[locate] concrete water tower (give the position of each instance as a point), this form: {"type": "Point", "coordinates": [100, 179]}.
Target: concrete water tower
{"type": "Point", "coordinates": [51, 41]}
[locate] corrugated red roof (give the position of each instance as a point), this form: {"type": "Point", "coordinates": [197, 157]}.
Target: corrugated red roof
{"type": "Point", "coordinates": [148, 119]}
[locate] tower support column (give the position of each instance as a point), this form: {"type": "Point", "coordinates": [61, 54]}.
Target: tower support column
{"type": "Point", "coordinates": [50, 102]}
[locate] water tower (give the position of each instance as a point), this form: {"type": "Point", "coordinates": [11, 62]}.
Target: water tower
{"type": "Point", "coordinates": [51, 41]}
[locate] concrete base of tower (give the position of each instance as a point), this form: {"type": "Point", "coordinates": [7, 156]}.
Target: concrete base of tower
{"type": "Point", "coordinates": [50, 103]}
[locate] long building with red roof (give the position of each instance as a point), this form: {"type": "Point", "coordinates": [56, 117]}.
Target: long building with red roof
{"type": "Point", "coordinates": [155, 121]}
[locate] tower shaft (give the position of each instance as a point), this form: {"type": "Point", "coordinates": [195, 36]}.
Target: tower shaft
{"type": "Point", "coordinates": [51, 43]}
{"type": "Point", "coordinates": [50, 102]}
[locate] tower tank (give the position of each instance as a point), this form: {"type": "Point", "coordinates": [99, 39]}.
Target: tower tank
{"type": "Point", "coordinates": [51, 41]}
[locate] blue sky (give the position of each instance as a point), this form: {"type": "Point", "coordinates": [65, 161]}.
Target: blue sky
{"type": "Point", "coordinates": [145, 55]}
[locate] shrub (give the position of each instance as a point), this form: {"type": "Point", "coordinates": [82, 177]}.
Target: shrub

PROBLEM: If a line in the records above contains "form", copy that line.

SOLVED PROBLEM:
[locate] concrete water tower (give the position of each instance as a point), this form: {"type": "Point", "coordinates": [100, 179]}.
[locate] corrugated red roof (give the position of each instance as a point), this form: {"type": "Point", "coordinates": [197, 157]}.
[locate] tower support column (give the position of each instance as a point), this form: {"type": "Point", "coordinates": [61, 54]}.
[locate] water tower (give the position of each instance as a point), this form: {"type": "Point", "coordinates": [11, 62]}.
[locate] concrete base of tower (give the position of each instance as a point), this form: {"type": "Point", "coordinates": [7, 156]}.
[locate] long building with red roof (give the position of each instance as a point), this form: {"type": "Point", "coordinates": [56, 117]}.
[locate] tower shaft (give the position of each instance as a point), this form: {"type": "Point", "coordinates": [195, 36]}.
[locate] tower tank (give the position of each instance as a point), this form: {"type": "Point", "coordinates": [99, 39]}.
[locate] blue sky (give the position of each instance as a point), this form: {"type": "Point", "coordinates": [65, 161]}.
[locate] shrub (give the position of each instance as a point), this form: {"type": "Point", "coordinates": [82, 177]}.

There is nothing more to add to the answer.